_TASK BRIEF_
Lay out every line of the listing below as a JSON list of strings, one string per line, skipping blank lines and leaving out the pictures.
# Start of PROVIDED INFORMATION
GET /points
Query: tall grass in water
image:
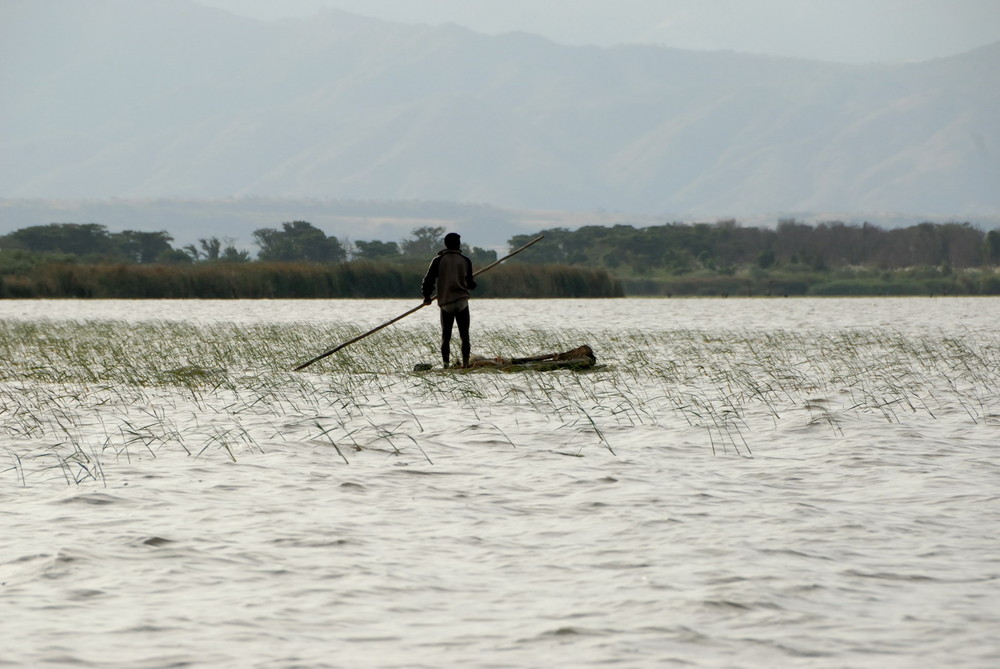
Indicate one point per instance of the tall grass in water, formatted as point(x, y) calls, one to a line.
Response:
# End of PROVIDED INFORMATION
_SOLUTION_
[
  "GET /points",
  "Query: tall grass in water",
  "image:",
  "Indicate one point per instance of the tall grass in water, formatted as point(x, y) calls, one to a line.",
  "Response:"
]